Even in the world's most
desolate locations, even in Death Valley or
underneath the Arctic Circle, there is water, and
there is life. Indeed, astronomers jumped up and down
a few months ago when they discovered water under the
surface of Jupiter's moon Europa.
3. Eight glasses a
day is just the beginning:
The problem with being 65
percent water and living on dry land is that you have
to drink. A lot. Parts of you just seep through your
skin and vanish.
Conventional wisdom says that
you should drink eight glasses, or a half gallon, of
water a day. But that's if you're standing still. You
can sweat eight glasses in an hour on a hot day.
"Thirst is not an accurate
indicator of when you need water," explains Dr.
Robert Hosey, who works with UCLA's sports medicine
division. "You don't actually become thirsty
until you lose 1 percent of your body weight in
water."
He suggests 4 to 8 ounces (half
a glass to a full glass) every 15 minutes during
exercise and then, afterward, two glasses for every
pound you lost to sweat. (He suggests weighing
yourself before and after).

SOURCE MATERIAL –

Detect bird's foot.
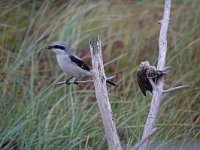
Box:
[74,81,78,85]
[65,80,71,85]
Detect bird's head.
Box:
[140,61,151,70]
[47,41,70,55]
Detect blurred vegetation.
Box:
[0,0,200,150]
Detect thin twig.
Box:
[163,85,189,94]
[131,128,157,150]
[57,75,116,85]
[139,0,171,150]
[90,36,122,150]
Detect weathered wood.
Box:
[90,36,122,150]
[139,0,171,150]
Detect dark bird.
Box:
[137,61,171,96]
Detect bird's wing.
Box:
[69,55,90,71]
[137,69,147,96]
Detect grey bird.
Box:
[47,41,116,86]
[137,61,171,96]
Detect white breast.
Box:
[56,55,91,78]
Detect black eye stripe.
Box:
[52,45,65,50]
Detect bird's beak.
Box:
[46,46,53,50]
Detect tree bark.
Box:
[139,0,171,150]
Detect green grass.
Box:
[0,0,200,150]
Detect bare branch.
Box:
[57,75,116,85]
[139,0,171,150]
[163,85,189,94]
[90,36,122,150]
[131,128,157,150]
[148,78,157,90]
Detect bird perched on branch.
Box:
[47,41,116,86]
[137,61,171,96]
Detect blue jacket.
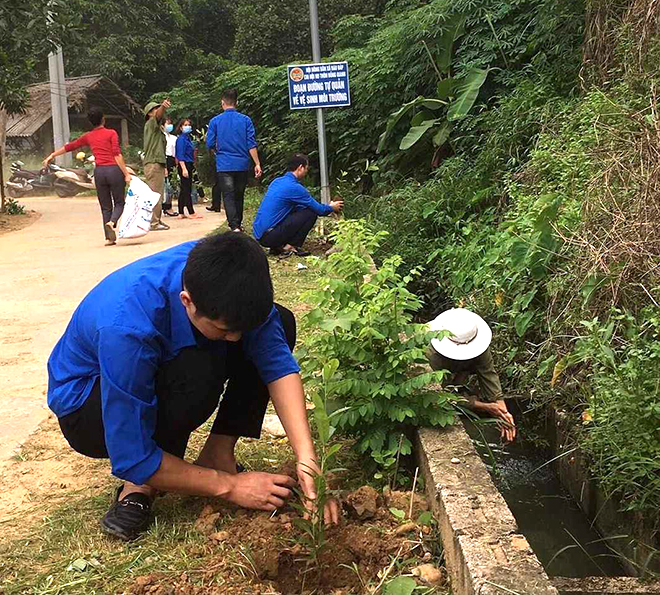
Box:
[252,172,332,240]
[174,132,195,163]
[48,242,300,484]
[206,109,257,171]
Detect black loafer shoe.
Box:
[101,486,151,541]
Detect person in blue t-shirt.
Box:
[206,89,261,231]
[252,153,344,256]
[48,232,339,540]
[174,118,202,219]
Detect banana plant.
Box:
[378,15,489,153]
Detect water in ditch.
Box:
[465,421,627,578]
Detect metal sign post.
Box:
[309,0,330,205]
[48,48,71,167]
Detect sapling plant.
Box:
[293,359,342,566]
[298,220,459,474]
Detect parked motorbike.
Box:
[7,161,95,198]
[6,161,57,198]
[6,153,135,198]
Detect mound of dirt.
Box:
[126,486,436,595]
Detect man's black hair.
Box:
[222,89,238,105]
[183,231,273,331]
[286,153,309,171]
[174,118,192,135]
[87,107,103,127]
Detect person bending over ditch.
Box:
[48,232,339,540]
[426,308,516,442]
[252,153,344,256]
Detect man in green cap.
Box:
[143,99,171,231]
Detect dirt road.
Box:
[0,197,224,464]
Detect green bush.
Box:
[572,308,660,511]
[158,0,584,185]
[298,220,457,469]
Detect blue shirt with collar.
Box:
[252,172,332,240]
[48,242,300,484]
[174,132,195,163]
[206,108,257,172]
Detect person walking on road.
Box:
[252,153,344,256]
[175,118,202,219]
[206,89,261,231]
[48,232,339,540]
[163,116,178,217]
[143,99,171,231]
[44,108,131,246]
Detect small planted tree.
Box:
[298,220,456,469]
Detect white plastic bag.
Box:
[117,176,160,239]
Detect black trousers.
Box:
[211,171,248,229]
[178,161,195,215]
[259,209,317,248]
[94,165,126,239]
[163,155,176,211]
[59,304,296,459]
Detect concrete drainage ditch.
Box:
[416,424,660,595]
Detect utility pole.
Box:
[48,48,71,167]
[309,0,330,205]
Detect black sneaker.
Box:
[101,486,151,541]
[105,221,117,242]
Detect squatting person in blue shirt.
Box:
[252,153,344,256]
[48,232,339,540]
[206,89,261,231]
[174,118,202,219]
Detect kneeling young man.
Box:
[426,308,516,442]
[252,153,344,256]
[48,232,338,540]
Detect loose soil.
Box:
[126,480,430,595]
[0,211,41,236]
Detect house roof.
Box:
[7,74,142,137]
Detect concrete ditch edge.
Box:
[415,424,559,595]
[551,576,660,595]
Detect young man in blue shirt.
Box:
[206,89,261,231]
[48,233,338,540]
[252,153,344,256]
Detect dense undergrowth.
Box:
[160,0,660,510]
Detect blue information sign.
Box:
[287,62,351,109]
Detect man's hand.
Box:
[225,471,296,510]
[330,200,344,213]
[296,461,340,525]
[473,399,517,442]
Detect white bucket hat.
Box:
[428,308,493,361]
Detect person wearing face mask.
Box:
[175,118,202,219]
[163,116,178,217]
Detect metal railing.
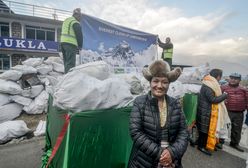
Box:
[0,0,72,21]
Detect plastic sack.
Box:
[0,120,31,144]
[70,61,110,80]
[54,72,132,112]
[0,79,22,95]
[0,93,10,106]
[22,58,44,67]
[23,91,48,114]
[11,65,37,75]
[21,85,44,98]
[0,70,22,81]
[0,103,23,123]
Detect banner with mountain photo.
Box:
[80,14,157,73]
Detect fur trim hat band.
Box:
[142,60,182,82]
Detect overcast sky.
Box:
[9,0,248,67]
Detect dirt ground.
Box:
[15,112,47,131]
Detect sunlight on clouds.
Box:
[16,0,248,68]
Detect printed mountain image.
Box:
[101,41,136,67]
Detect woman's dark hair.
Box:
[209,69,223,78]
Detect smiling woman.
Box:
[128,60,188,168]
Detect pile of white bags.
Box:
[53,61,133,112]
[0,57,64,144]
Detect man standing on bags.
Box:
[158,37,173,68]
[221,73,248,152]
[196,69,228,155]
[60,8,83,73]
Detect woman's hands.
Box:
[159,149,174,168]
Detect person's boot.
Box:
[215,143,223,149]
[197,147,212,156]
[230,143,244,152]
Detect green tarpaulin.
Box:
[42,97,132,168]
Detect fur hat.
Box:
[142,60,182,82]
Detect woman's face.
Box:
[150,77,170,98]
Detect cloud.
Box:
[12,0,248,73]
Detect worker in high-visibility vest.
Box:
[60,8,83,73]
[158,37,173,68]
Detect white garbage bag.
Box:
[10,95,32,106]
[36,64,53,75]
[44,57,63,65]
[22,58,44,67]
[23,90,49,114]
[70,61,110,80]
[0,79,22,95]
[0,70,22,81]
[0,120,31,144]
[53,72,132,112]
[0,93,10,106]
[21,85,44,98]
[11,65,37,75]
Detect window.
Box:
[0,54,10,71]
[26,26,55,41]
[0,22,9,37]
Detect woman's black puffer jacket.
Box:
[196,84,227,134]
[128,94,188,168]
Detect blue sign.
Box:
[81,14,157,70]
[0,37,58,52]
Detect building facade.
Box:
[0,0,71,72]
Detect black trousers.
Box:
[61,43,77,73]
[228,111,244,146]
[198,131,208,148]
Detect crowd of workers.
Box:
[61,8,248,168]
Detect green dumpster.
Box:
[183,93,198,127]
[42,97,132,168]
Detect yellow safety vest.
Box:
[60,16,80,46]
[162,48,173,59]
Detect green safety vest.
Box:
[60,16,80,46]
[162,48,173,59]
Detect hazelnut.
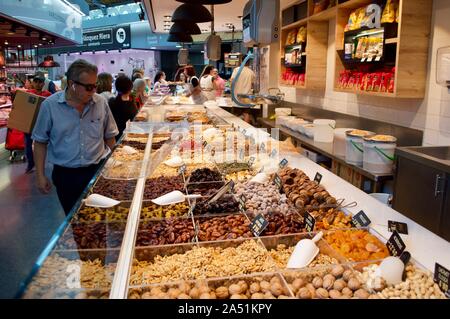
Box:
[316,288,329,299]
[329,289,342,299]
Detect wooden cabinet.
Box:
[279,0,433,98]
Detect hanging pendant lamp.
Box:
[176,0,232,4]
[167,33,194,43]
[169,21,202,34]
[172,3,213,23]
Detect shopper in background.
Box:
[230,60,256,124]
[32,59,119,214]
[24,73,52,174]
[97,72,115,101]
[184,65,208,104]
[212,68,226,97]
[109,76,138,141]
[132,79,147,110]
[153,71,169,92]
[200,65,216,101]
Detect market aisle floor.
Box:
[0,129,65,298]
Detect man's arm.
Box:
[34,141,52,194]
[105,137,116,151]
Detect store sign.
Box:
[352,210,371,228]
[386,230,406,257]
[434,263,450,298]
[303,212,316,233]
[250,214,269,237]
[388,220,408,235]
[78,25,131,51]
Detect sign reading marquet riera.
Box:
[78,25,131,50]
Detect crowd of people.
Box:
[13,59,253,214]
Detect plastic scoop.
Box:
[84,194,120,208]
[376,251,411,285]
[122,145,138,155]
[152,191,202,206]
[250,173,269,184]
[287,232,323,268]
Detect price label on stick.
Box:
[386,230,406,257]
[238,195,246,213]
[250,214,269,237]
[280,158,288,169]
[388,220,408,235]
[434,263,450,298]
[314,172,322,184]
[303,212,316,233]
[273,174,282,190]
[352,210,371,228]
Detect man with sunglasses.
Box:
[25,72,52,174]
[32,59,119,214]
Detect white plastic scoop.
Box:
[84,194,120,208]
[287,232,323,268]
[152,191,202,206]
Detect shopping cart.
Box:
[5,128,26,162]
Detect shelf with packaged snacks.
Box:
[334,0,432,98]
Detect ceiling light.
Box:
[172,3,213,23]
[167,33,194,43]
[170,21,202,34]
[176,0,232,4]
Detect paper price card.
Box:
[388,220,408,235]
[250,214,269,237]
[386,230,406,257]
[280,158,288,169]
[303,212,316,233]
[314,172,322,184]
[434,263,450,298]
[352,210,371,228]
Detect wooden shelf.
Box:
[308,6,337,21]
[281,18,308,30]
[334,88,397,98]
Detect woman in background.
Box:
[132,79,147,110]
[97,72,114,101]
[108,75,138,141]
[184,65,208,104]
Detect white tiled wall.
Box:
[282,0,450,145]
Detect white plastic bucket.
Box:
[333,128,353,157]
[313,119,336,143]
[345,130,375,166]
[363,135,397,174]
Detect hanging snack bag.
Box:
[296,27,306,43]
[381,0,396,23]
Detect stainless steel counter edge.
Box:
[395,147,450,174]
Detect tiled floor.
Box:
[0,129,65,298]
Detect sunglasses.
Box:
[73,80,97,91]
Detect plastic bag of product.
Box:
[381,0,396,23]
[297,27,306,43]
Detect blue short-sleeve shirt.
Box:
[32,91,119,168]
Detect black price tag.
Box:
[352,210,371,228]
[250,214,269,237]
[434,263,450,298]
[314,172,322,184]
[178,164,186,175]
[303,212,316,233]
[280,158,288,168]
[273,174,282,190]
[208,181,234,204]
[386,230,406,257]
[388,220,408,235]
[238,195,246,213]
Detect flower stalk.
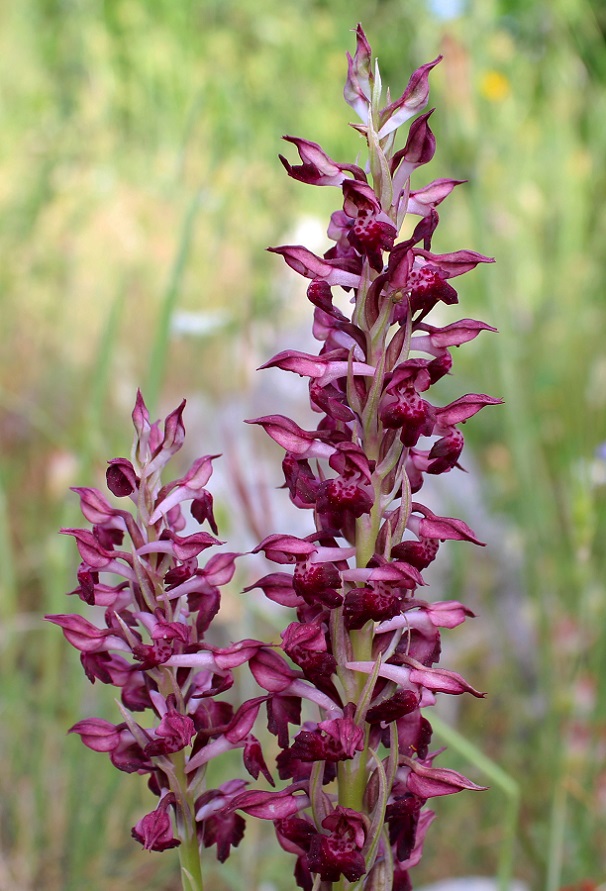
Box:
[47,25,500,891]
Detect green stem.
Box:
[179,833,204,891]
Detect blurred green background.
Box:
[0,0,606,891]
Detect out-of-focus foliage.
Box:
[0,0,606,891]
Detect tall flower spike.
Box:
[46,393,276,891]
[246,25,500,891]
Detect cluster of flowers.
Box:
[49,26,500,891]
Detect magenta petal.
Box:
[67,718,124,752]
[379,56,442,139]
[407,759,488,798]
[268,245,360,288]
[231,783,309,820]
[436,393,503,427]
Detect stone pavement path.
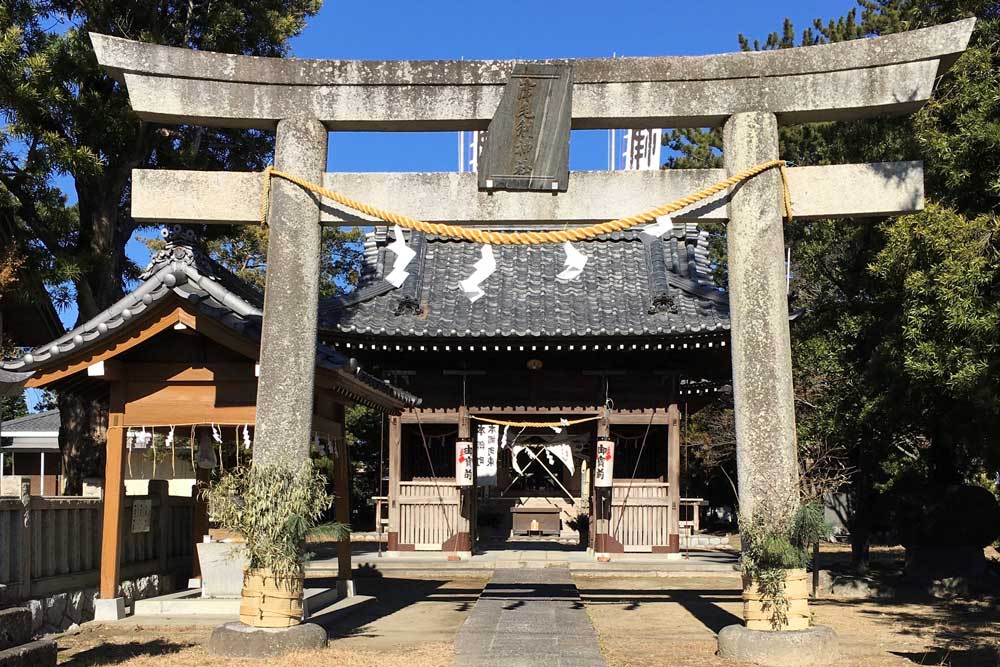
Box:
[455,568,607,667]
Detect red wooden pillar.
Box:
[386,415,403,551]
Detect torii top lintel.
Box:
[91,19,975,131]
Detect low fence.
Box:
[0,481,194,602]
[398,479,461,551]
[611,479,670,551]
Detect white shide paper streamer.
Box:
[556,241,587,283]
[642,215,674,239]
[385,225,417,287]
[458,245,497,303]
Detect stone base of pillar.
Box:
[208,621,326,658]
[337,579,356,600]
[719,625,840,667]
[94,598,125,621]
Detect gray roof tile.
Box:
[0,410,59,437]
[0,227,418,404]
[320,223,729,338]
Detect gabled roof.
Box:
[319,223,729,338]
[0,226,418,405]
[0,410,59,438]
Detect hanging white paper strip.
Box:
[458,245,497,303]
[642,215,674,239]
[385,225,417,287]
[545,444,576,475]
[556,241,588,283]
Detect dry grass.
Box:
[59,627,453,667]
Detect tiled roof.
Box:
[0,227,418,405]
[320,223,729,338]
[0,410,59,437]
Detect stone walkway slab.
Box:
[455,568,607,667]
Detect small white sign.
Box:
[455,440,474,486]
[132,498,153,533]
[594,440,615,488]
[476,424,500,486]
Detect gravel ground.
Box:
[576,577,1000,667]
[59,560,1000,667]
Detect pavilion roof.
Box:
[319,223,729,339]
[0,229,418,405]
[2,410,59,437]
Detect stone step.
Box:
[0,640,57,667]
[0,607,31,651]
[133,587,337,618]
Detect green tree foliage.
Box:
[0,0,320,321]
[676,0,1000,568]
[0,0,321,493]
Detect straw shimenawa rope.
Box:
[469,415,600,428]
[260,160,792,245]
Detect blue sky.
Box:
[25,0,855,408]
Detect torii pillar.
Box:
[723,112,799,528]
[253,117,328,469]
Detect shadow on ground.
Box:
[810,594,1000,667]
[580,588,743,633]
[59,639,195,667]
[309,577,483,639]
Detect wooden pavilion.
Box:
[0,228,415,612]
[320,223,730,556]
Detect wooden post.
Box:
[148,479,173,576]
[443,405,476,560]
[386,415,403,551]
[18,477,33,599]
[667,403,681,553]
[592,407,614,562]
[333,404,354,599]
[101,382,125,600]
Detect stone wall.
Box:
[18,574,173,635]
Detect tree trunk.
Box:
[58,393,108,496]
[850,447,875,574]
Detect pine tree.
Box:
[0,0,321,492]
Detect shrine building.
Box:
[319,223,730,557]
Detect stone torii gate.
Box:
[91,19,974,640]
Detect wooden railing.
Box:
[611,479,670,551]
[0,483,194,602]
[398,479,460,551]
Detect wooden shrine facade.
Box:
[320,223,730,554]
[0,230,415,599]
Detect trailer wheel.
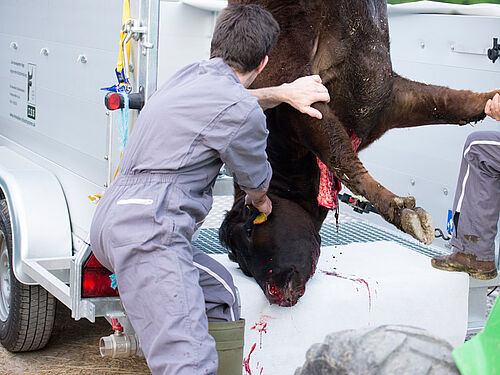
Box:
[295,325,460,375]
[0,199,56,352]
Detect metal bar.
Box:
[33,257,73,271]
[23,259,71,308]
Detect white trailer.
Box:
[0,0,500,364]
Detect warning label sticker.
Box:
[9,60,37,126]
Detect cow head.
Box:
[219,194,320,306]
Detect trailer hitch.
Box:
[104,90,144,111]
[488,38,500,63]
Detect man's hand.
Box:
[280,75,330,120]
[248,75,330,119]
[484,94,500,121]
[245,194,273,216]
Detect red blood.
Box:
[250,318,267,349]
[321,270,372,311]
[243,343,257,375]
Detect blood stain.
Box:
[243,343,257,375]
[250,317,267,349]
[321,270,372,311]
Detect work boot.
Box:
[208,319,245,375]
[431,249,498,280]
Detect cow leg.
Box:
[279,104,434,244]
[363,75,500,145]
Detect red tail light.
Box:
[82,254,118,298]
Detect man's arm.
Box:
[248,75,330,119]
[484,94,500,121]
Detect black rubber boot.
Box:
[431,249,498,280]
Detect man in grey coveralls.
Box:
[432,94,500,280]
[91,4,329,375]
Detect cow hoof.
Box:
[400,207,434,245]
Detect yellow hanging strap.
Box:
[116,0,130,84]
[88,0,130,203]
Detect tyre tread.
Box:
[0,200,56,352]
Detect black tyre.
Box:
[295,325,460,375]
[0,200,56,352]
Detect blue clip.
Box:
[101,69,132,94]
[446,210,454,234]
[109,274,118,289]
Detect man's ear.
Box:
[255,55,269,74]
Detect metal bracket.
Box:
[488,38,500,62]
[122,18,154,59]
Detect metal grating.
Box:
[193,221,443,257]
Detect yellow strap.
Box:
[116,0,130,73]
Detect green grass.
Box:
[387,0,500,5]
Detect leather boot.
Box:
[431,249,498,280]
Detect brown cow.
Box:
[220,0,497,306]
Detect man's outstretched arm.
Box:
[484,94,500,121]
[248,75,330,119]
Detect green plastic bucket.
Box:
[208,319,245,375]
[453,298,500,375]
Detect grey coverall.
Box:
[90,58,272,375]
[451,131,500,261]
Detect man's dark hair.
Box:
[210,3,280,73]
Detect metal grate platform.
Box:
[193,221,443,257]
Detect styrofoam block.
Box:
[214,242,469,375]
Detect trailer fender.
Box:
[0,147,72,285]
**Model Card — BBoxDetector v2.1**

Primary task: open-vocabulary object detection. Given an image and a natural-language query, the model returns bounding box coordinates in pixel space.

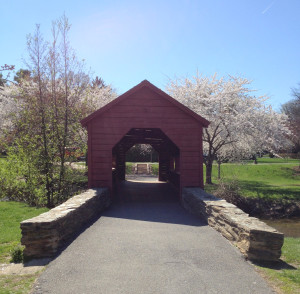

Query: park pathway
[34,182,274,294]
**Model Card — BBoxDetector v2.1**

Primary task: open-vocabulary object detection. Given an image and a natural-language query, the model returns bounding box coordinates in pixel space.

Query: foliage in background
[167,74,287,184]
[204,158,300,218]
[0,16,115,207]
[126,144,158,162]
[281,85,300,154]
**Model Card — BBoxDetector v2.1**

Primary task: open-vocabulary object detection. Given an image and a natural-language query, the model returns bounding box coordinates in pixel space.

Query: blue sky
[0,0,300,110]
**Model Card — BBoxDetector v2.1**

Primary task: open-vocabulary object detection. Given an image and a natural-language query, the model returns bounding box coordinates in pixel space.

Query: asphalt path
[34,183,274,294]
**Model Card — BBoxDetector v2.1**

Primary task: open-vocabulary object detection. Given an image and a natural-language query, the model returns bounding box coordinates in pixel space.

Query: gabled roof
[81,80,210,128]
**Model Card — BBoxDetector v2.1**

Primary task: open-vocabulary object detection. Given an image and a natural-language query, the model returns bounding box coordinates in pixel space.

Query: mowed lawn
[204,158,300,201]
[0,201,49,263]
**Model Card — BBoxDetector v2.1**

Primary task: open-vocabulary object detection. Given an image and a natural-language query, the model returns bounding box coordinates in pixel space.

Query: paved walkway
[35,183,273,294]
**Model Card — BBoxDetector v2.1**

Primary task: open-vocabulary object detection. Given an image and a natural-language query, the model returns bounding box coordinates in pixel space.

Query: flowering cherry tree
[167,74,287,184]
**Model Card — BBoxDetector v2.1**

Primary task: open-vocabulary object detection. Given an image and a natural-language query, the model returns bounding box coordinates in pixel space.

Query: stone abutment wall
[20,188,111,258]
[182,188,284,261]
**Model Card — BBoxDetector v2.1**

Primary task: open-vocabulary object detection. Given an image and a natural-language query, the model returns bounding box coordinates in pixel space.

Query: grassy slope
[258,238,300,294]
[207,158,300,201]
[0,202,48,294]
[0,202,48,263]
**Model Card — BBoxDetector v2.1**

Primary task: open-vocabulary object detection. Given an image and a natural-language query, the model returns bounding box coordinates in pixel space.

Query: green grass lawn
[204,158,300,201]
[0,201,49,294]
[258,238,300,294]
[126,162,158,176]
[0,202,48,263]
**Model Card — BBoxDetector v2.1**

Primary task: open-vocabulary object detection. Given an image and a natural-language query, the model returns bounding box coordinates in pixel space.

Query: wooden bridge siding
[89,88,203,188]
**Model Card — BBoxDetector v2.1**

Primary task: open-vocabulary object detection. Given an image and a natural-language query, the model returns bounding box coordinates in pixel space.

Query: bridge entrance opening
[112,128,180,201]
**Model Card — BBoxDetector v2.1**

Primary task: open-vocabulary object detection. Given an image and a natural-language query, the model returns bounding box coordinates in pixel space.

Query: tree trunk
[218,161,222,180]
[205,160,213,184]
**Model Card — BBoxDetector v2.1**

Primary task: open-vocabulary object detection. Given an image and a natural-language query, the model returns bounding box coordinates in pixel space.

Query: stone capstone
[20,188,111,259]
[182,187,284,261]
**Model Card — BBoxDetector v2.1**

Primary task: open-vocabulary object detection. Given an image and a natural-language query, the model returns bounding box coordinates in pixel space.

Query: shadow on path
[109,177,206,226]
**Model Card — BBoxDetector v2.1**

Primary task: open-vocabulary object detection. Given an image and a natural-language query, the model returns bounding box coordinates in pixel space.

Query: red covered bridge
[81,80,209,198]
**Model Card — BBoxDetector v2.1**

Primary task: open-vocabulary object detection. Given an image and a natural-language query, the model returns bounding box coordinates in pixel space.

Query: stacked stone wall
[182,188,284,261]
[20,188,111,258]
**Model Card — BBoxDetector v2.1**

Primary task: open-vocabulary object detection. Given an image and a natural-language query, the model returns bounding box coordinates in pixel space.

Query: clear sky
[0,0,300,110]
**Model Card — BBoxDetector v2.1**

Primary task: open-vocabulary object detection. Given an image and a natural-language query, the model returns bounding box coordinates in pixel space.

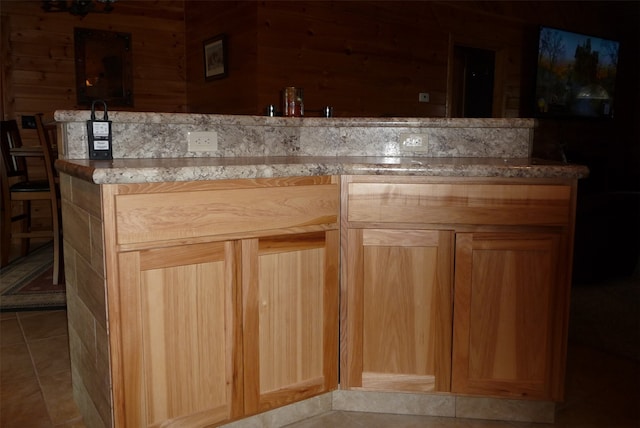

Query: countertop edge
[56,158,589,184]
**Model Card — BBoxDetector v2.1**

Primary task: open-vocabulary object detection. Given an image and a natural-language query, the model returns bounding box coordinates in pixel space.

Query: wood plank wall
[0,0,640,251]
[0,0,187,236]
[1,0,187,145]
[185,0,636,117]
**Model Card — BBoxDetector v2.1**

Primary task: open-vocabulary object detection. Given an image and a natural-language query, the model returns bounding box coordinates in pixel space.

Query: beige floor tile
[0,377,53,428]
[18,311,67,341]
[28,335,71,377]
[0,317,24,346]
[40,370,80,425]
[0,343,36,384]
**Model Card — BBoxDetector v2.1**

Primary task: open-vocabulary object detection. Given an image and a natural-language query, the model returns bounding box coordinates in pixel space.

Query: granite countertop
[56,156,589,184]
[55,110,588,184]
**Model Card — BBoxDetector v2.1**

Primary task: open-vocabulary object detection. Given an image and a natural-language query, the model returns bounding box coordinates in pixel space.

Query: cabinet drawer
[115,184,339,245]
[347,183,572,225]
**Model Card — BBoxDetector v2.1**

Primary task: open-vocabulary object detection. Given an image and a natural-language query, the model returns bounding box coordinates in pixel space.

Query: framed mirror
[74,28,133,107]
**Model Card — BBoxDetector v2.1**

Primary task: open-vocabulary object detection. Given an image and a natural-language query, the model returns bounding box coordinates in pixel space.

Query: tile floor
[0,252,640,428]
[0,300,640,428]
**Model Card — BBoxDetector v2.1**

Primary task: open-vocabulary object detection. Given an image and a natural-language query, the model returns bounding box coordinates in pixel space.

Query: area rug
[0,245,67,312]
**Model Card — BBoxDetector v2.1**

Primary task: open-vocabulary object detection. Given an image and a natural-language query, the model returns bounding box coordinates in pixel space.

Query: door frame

ASSIGNMENT – Return the section of the passage about water starting at "Even in the" and ending at "skin and vanish.", copied word for word.

WRITTEN ANSWER –
Even in the world's most
desolate locations, even in Death Valley or
underneath the Arctic Circle, there is water, and
there is life. Indeed, astronomers jumped up and down
a few months ago when they discovered water under the
surface of Jupiter's moon Europa.
3. Eight glasses a
day is just the beginning:
The problem with being 65
percent water and living on dry land is that you have
to drink. A lot. Parts of you just seep through your
skin and vanish.